**Verilen metin**
-----

أ ف ق

KÖK HARFLER:  أ ف ق

ANLAM: 

أَفَقَ : Gelişigüzel veya pervasızca çekip gitmek, “ufuklar”a gitmek. Cömertlik, bilgi ve ilimde en yüksek dereceyi almak. Bir şeyin üstesinden gelmek, aşmak.

AÇIKLAMA:

Allah buyurur ki: سَنُرِيهِمْ آيَاتِنَا فِي اْلآفَاقِ Onlara ufuklarda âyetlerimizi göstereceğiz (41/Fussilet 53). Ufuklarda, yani sağda-solda, etrafta, çevrede. آفَاق kelimesinin tekil hâli أُفْقٌ ve أُفُقٌ şeklindedir. 

Kendisine nispet edilerek kullanıldığında أُفُقِي denir.

-----

**Yönergeler**
1. Metnin "KÖK HARFLER:  أ" sözlerini içeren yerle başlayıp "üstesinden gelmek, aşmak." sözleriyle biten bölümünü kelimesi kelimesine aktarın.
2. Metne göre aşağıdaki soruları cevaplayın.
(a) أَفَقَ kelimesinin anlamları arasında cömertlik, bilgi ve ilimde ne yapmak sayılır?
(b) Metinde alıntılanan ayet hangi sure ve ayet numarasıyla gösterilir?
(c) آفَاق kelimesinin tekil hâli hangi şekillerde verilir?
Yalnızca metinde yer alan bilgilere dayanın.

-----

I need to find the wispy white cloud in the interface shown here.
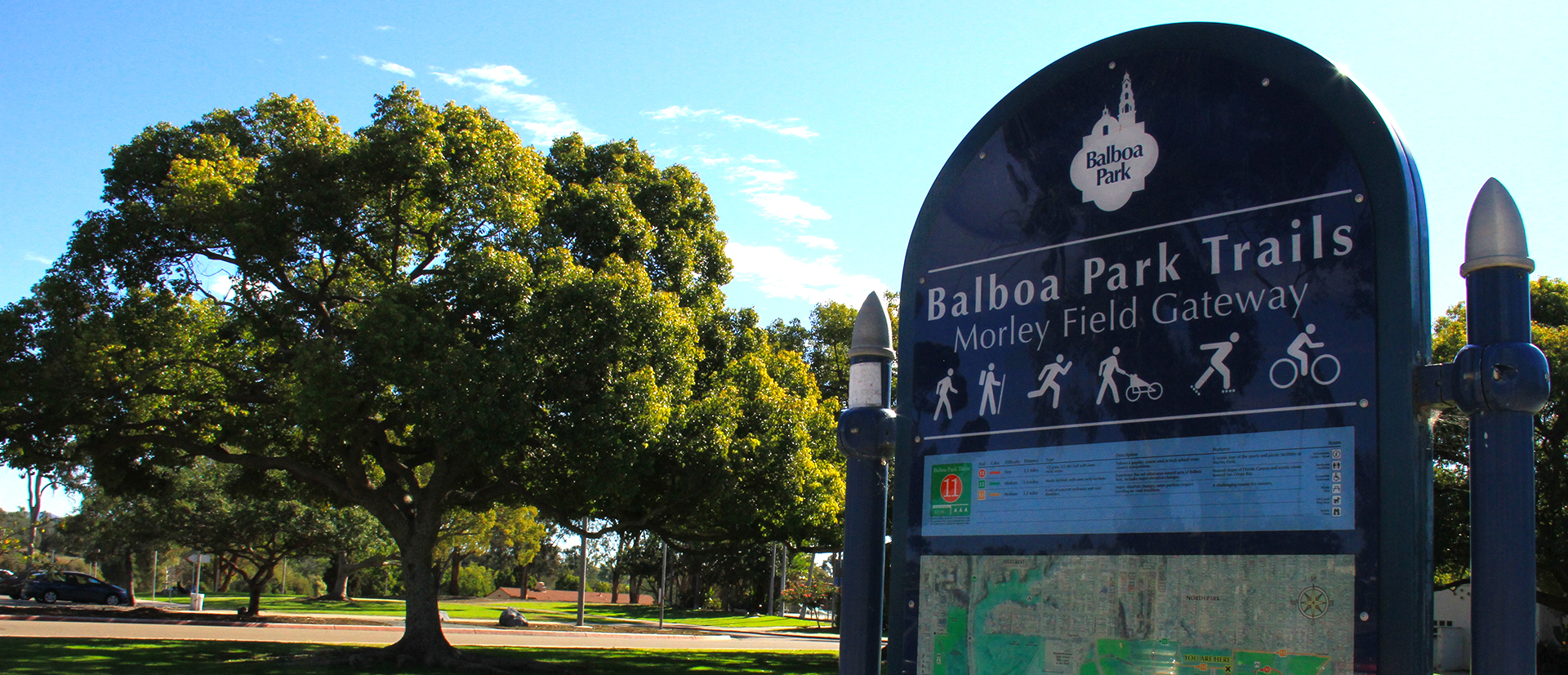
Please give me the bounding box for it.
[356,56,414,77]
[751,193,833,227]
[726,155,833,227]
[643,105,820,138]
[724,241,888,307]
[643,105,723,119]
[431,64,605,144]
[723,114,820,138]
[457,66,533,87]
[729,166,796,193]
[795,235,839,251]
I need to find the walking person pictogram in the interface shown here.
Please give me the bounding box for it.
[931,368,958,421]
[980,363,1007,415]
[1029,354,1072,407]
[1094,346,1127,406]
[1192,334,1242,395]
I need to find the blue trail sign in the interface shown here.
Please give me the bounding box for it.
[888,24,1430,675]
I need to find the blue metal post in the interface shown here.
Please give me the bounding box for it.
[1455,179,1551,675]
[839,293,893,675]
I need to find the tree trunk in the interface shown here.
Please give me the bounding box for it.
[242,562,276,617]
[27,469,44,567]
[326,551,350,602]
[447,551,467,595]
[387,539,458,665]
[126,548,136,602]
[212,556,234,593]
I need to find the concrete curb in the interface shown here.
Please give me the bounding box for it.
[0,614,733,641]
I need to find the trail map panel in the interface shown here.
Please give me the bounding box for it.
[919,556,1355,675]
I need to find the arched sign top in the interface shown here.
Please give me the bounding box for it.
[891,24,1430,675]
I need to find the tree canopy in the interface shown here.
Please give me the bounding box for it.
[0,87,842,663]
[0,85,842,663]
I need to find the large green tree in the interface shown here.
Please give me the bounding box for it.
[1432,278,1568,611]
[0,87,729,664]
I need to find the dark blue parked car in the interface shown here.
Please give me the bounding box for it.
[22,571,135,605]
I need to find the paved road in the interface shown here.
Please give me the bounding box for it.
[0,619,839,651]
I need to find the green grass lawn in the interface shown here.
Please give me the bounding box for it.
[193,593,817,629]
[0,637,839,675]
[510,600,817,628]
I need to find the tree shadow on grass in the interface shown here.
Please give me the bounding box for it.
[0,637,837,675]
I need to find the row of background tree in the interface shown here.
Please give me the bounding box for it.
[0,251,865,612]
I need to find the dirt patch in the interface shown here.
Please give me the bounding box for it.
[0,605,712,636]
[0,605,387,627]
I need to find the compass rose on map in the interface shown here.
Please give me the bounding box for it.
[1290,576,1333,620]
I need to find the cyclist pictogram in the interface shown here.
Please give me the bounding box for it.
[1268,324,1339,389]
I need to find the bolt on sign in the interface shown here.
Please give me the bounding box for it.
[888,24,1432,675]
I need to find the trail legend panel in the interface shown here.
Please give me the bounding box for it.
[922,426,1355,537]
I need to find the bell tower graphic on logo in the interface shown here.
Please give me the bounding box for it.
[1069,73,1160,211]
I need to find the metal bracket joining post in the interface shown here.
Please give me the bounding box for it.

-----

**Doğru cevaplar**
1.
KÖK HARFLER:  أ ف ق

ANLAM: 

أَفَقَ : Gelişigüzel veya pervasızca çekip gitmek, “ufuklar”a gitmek. Cömertlik, bilgi ve ilimde en yüksek dereceyi almak. Bir şeyin üstesinden gelmek, aşmak.

2.
(a) En yüksek dereceyi almak.
(b) 41/Fussilet 53.
(c) أُفْقٌ ve أُفُقٌ.